## WRITTEN EXERCISE:
What follows is a set of entries. Repeat them exactly, but not their pictures.

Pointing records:
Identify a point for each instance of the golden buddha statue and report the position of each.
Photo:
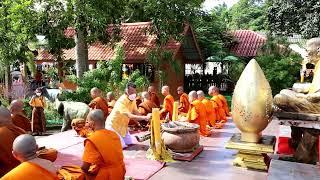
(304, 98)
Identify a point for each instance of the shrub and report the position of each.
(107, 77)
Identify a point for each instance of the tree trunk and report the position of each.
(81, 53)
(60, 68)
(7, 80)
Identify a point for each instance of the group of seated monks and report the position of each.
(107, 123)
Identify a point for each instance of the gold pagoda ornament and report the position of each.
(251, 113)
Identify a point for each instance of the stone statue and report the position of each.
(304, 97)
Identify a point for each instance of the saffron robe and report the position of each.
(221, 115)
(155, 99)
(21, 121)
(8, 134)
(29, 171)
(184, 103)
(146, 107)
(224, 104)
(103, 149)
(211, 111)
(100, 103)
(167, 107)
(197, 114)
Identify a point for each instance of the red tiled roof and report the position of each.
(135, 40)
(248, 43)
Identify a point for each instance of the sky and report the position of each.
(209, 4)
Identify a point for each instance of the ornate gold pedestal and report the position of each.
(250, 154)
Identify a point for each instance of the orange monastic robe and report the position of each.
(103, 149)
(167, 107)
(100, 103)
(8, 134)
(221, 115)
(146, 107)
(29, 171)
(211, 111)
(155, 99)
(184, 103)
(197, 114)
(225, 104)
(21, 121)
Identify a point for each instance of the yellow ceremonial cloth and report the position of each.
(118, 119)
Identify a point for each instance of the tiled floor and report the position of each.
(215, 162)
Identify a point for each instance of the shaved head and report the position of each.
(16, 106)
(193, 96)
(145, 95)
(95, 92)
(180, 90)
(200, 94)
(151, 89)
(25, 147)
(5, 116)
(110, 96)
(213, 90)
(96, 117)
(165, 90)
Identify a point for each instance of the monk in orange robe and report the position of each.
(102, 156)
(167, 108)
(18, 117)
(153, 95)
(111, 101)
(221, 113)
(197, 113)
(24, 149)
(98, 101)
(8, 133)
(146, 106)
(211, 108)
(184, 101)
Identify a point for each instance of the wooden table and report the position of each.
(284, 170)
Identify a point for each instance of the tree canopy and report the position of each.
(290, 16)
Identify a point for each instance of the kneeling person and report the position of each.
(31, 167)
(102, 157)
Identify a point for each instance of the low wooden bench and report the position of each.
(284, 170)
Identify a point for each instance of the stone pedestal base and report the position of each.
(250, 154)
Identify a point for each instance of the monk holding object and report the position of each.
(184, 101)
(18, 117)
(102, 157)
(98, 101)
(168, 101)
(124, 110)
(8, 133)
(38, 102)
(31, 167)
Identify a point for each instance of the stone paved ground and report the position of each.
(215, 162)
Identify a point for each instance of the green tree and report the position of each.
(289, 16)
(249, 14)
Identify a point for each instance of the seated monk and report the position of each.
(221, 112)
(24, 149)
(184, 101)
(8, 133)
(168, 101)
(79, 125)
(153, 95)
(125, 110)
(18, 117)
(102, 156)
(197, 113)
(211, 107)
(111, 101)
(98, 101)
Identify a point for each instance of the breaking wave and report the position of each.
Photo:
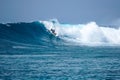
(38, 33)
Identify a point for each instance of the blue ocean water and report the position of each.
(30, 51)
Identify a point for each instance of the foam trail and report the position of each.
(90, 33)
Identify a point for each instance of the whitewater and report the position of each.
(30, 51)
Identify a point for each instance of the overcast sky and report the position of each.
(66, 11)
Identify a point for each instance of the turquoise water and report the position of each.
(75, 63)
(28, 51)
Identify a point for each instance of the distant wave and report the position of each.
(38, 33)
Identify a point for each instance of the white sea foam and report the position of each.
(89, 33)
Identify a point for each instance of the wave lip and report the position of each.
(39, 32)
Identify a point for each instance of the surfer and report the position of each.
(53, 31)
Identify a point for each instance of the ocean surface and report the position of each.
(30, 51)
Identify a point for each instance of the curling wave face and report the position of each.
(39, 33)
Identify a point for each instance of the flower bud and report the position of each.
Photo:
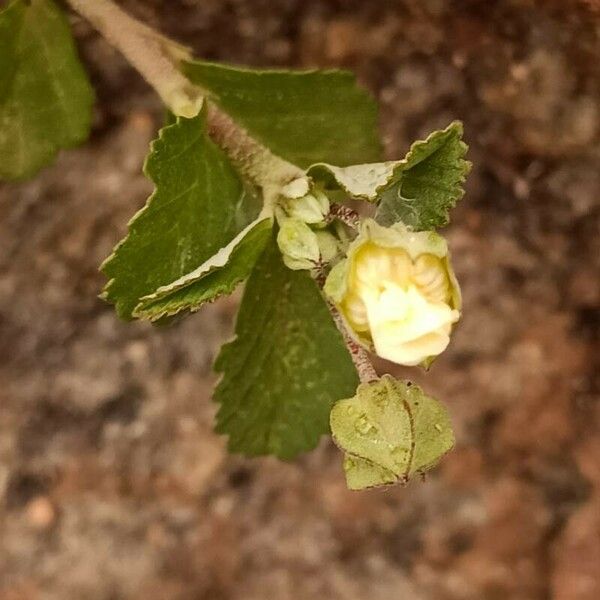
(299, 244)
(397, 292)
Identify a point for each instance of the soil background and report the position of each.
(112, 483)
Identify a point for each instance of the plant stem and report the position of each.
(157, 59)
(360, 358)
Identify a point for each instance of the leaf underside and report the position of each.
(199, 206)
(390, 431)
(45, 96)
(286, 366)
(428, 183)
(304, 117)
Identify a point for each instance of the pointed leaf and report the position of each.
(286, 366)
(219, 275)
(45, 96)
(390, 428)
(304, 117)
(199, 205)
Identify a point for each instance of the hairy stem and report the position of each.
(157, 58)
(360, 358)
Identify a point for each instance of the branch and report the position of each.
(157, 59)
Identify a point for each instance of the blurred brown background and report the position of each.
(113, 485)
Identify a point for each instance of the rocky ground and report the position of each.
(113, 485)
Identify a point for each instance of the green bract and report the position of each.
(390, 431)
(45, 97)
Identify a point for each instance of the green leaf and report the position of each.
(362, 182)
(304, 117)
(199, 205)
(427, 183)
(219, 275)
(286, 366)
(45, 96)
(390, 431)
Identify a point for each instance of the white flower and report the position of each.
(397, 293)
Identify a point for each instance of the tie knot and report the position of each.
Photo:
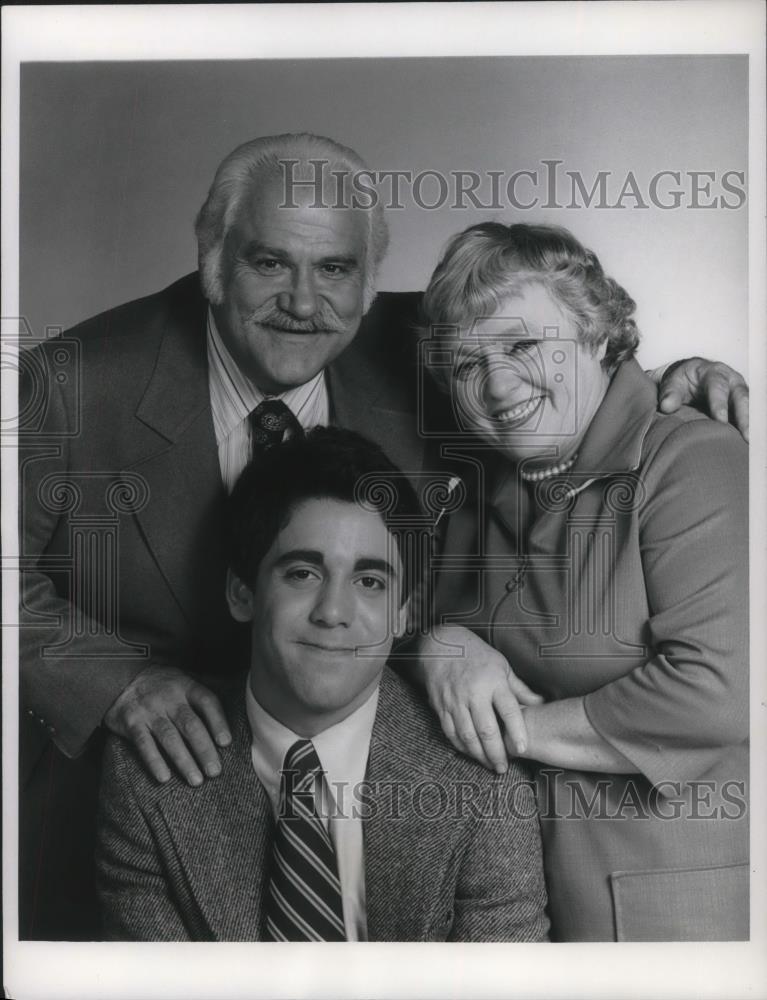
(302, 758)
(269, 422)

## EXERCISE ANSWER:
Identify a point for each instance of the golden buddha statue and report the position of each.
Photo:
(304, 98)
Identify a point for each instance of the shrub and report the position of each.
(107, 77)
Identify a point for each instance of the tree trunk and report the position of each.
(81, 53)
(60, 68)
(7, 80)
Identify a point for each instance of the group of seated monks and report the position of each.
(107, 123)
Identify a point for each instance of the gold pagoda ornament and report the position of each.
(251, 113)
Identify a point for each instance of the stone statue and report the position of each.
(304, 97)
Identify a point for each instance of the saffron robe and report the position of each.
(221, 115)
(155, 99)
(21, 121)
(8, 134)
(29, 171)
(184, 103)
(146, 107)
(224, 104)
(103, 149)
(211, 111)
(100, 103)
(167, 107)
(197, 114)
Identify a point for each instance of the red tiled roof and report the position of each.
(135, 40)
(248, 43)
Identify a point for each instance of the sky and report the position of each.
(209, 4)
Identify a point for each instance of the ornate gold pedestal and report the position of each.
(250, 154)
Identify a point for each instance of the orange monastic robe and report the position of each.
(103, 149)
(167, 107)
(100, 103)
(8, 134)
(221, 115)
(146, 107)
(29, 171)
(211, 111)
(155, 99)
(184, 103)
(197, 114)
(225, 104)
(21, 121)
Identify a point for each instance of the yellow ceremonial cloth and report the position of each.
(118, 119)
Identify a point for each instance of the tiled floor and report the position of each.
(215, 162)
Identify a point for each instance of the shaved head and report the position of each.
(16, 106)
(193, 96)
(145, 95)
(95, 92)
(180, 90)
(200, 94)
(151, 89)
(25, 147)
(5, 116)
(110, 96)
(213, 90)
(96, 117)
(165, 90)
Identify a point for each instance of the monk in orange robe and report the position of each.
(102, 156)
(167, 108)
(18, 117)
(153, 95)
(111, 101)
(221, 113)
(197, 113)
(24, 149)
(98, 101)
(8, 133)
(146, 106)
(211, 108)
(184, 101)
Identify a point for each instance of the wooden table and report the position of each.
(284, 170)
Identify a point for each instance of the tree canopy and report the position of each.
(290, 16)
Identify a point for each instance of the kneeling person and report the position of each.
(31, 167)
(102, 157)
Identify a point for each instance of the low wooden bench and report the position of each.
(284, 170)
Identify a point for each instance of the stone pedestal base and report the position of each.
(250, 154)
Identify a point for each instance of the monk holding object and report the position of each.
(184, 101)
(18, 117)
(102, 157)
(98, 101)
(168, 101)
(124, 110)
(8, 133)
(38, 102)
(31, 167)
Identify a point for each instance of the stone paved ground and report the position of each.
(215, 162)
Identify a point for each instance of the green tree and report the position of each.
(289, 16)
(249, 14)
Identify a point for each instance of the seated monk and report the position of each.
(221, 112)
(24, 149)
(184, 101)
(8, 133)
(168, 101)
(79, 125)
(153, 95)
(125, 110)
(18, 117)
(102, 156)
(197, 113)
(211, 107)
(111, 101)
(98, 101)
Identify a point for each instance of the breaking wave and report the position of each.
Photo:
(38, 33)
Identify a point for each instance of the blue ocean water and report the position of each.
(30, 51)
Identify a point for each instance of the foam trail and report the position of each.
(90, 33)
Identify a point for each instance of the whitewater and report the position of each.
(30, 51)
Identify a point for each instance of the overcast sky and report the position of each.
(66, 11)
Identify a point for each instance of the turquoise water and report the position of each.
(75, 63)
(28, 51)
Identify a point for each instance of the distant wave and report the position of each.
(38, 33)
Identify a point for each instance of the white sea foam and report the position of each.
(89, 33)
Identify a point for each instance of the wave lip and report the position of each.
(39, 32)
Identify a point for each instance of the surfer and report the position of each.
(53, 31)
Identify a point for each instance of the ocean surface and report the position of each.
(30, 51)
Identify a point for each instance of the curling wave face and report the position of each.
(39, 33)
Identify a point for each instance of the flower bud and report the position of each.
Photo:
(299, 244)
(397, 292)
Identify a point for each instance of the soil background and report the position of each.
(112, 483)
Identify a point for each instance of the plant stem and report the position of each.
(157, 59)
(360, 358)
Identify a point for each instance of the leaf underside and report the position of each.
(199, 206)
(390, 431)
(45, 96)
(286, 366)
(428, 183)
(304, 117)
Identify a point for each instance of the pointed leaf and report the position of each.
(286, 366)
(219, 275)
(45, 96)
(390, 428)
(304, 117)
(199, 205)
Identify a point for each instance of the hairy stem and report the position of each.
(157, 58)
(360, 358)
Identify a point for each instance of the branch and report the position of each.
(157, 59)
Identify a point for each instance of the blurred brown background and report the position of each.
(113, 485)
Identify a point for each instance of the rocky ground and report the position of each.
(113, 485)
Identify a point for each instance of the green bract and report the position of each.
(390, 431)
(45, 97)
Identify a point for each instance of the green leaf and report the position of each.
(362, 182)
(304, 117)
(199, 205)
(427, 183)
(219, 275)
(286, 366)
(45, 96)
(390, 431)
Identify a point for each instance of the white flower and report the position of each.
(397, 293)
Identify a point for each instance of the tie knot and report the position of each.
Photo:
(302, 758)
(269, 422)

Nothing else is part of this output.